[Records from a dataset]

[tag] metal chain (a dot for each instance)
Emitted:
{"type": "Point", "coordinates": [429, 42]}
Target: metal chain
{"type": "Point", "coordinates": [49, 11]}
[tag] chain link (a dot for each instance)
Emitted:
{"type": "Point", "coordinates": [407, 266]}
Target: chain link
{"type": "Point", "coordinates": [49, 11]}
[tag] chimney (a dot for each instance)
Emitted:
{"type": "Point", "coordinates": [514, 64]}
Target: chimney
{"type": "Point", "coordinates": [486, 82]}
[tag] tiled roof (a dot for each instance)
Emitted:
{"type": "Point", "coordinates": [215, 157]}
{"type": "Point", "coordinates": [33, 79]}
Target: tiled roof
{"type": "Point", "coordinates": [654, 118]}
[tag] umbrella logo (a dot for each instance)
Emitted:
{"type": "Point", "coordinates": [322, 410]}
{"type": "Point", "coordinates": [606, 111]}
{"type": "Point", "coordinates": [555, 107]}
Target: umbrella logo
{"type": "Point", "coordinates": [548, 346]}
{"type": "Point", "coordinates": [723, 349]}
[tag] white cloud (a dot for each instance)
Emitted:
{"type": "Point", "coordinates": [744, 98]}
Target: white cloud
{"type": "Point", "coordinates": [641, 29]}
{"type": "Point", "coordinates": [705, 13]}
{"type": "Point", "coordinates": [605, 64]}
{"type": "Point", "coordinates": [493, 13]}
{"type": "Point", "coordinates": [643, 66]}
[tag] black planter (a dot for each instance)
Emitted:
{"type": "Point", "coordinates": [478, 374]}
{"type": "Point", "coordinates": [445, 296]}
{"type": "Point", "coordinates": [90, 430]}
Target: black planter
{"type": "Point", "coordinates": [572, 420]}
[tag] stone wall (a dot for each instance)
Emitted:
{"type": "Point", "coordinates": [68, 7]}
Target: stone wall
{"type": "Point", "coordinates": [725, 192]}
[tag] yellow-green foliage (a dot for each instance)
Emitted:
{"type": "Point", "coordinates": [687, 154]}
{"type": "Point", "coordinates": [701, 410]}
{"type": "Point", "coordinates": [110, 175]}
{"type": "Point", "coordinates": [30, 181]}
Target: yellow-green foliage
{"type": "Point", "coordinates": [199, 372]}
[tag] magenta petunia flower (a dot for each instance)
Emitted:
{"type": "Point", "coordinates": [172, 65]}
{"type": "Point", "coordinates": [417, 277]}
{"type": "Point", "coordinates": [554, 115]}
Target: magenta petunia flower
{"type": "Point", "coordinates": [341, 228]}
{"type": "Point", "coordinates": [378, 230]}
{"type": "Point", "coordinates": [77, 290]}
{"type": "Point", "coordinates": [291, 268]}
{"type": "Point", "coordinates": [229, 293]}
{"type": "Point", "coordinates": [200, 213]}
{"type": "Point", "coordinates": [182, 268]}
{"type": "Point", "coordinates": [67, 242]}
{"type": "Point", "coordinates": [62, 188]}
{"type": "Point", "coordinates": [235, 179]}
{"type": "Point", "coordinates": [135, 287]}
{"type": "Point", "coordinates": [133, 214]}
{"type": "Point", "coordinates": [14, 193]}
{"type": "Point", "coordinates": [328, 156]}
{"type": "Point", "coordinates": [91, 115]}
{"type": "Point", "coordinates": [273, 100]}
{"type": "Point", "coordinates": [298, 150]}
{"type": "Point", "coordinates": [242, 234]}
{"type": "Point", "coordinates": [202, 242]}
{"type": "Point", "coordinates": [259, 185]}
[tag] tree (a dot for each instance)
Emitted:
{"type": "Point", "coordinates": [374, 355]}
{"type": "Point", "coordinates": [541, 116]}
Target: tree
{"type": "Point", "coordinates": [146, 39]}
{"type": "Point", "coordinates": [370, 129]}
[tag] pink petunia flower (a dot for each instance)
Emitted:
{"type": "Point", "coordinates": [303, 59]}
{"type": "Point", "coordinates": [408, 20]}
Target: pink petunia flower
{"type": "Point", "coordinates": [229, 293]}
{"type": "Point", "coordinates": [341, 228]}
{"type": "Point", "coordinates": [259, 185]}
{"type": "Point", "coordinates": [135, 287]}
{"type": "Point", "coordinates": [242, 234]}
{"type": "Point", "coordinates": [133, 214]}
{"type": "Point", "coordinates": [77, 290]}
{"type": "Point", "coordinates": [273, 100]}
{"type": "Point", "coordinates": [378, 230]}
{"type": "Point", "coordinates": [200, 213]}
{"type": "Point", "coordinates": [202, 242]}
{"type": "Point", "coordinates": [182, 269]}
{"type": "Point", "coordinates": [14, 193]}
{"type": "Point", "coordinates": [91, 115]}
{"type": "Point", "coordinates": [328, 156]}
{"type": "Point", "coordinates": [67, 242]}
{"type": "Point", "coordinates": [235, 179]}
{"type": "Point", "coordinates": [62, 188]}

Assigned task:
What belongs in the answer is each line of the data that has the word "instance".

Result for this exercise:
[tag] metal chain (a dot for each instance)
[tag] chain link (a dot for each instance)
[tag] chimney (a dot for each instance)
[tag] tiled roof (a dot for each instance)
[tag] umbrella logo (a dot for each instance)
[tag] white cloud (a dot for each instance)
[tag] black planter (a dot for each instance)
[tag] stone wall (a dot for each instance)
[tag] yellow-green foliage (a dot for each instance)
[tag] magenta petunia flower (a dot for each instance)
[tag] tree (a dot for each instance)
[tag] pink petunia flower (a dot for each instance)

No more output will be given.